**GIVEN TEXT:**
=-=-=-=-=

Some companies, banks, governments, and other sovereign entities may decide to issue bonds in foreign currencies as the foreign currency may appear to potential investors to be more stable and predictable than their domestic currency. Issuing bonds denominated in foreign currencies also gives issuers the ability to access investment capital available in foreign markets.

A downside is that the government loses the option to reduce its bond liabilities by inflating its domestic currency.

The proceeds from the issuance of these bonds can be used by companies to break into foreign markets, or can be converted into the issuing company's local currency to be used on existing operations through the use of foreign exchange swap hedges. Foreign issuer bonds can also be used to hedge foreign exchange rate risk. Some foreign issuer bonds are called by their nicknames, such as the "samurai bond". These can be issued by foreign issuers looking to diversify their investor base away from domestic markets. These bond issues are generally governed by the law of the market of issuance, e.g., a samurai bond, issued by an investor based in Europe, will be governed by Japanese law. Not all of the following bonds are restricted for purchase by investors in the market of issuance.

=-=-=-=-=

**PROVIDED RECORDS:**
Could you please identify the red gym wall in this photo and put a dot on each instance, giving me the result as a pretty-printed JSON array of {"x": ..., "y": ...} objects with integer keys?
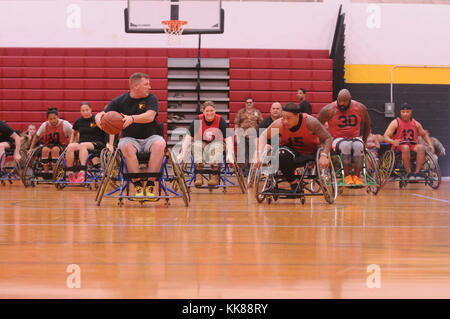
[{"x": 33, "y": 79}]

=-=-=-=-=

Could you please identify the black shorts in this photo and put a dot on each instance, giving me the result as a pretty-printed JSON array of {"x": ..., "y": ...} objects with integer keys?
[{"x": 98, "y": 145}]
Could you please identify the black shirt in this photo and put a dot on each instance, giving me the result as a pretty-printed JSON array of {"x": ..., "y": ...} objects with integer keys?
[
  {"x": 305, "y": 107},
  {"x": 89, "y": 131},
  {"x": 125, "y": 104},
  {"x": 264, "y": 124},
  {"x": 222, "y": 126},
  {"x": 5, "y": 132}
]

=-=-=-=-=

**APPLY WHAT YOU READ:**
1. According to the passage about foreign issuer bonds, what option does a government lose by issuing bonds in foreign currencies?
2. Reproduce the passage about foreign issuer bonds word for word from "Some companies, banks, governments, and" to "in foreign markets.".
Rely only on the passage about foreign issuer bonds when responding.

**TASK ANSWERS:**
1. It loses the option to reduce its bond liabilities by inflating its domestic currency.

2.
Some companies, banks, governments, and other sovereign entities may decide to issue bonds in foreign currencies as the foreign currency may appear to potential investors to be more stable and predictable than their domestic currency. Issuing bonds denominated in foreign currencies also gives issuers the ability to access investment capital available in foreign markets.